WRITTEN REQUEST
Reproduce only the stretch of records from the line containing "# test: pin the dark" through the line containing "point(119, 133)", and shift both the x and y coordinates of every answer point up by 144. Leave the requests and their sample points unchanged.

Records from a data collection
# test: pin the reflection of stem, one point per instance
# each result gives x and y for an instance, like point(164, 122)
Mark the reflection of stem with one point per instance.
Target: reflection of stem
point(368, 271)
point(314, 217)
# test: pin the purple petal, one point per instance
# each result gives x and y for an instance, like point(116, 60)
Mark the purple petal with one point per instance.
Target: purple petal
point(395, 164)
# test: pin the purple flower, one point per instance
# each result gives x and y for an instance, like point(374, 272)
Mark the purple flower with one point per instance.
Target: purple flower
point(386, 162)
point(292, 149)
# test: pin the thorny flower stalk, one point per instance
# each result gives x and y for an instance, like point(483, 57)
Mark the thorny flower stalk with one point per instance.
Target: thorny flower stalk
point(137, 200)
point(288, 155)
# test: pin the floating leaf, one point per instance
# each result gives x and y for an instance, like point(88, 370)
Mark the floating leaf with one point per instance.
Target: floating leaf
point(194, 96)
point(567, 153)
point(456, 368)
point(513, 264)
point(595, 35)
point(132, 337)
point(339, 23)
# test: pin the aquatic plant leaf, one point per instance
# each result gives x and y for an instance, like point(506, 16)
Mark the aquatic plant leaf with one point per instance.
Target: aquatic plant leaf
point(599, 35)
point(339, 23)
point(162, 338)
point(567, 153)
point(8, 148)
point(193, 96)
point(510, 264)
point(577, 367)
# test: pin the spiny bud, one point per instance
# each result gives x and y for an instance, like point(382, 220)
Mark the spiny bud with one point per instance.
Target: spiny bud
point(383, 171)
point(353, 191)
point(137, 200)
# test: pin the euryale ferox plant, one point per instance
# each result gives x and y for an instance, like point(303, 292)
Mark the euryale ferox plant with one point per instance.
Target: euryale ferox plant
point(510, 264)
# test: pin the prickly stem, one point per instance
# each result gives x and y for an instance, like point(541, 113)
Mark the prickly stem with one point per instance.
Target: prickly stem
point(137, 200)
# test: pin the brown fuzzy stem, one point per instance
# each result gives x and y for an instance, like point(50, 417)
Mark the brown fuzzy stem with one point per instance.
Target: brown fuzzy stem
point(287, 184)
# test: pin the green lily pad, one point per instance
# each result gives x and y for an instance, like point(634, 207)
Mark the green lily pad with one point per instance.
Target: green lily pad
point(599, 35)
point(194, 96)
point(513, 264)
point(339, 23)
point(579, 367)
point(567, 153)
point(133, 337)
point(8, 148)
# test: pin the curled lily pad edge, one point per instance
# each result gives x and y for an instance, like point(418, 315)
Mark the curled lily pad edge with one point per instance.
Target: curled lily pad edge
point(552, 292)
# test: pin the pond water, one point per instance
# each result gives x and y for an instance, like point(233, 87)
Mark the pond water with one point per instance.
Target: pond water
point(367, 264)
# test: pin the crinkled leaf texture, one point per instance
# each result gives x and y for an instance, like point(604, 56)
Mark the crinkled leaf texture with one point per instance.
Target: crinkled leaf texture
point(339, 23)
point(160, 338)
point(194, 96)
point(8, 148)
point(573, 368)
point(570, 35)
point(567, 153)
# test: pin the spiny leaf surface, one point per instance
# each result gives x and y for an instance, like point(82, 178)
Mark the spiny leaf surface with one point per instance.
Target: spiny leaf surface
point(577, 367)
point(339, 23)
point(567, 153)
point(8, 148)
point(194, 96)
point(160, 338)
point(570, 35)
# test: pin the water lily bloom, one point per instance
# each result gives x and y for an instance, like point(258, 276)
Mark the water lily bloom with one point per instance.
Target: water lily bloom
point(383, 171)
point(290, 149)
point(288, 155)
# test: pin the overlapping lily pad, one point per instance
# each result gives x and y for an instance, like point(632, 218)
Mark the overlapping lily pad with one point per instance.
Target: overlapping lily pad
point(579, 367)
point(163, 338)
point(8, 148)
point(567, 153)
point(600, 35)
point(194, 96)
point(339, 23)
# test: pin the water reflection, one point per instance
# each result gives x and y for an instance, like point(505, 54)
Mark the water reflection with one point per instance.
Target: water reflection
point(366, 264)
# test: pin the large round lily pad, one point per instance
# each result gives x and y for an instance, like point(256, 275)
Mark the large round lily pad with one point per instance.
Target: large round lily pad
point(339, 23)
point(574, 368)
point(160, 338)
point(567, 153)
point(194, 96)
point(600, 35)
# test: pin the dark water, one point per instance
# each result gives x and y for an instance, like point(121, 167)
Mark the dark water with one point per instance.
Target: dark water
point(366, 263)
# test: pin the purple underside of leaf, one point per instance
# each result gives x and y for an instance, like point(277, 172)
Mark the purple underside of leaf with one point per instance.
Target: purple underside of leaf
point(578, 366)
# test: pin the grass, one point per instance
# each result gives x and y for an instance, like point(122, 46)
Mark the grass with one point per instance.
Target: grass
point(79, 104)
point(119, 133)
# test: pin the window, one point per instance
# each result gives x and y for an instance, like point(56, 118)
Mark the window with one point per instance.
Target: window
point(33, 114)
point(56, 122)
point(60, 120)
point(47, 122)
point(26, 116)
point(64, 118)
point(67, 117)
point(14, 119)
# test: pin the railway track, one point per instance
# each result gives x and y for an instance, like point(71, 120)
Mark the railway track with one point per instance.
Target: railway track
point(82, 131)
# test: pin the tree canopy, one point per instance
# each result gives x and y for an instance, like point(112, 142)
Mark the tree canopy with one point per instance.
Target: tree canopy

THE REPLY
# test: pin the dark water, one point per instance
# each result gives x and y for an instance, like point(121, 167)
Mark the dark water with one point per instance.
Target: dark water
point(510, 407)
# test: pin the purple underside of leaf, one point per instance
# each result gives x and y for an instance, like point(277, 172)
Mark the purple underside of leaf with one point per instance.
Target: purple underside of leaf
point(722, 510)
# test: pin the grass, one point per instance
# each result gives x and y for an instance, like point(122, 46)
Mark the grass with one point per instance.
Target: grass
point(223, 248)
point(263, 277)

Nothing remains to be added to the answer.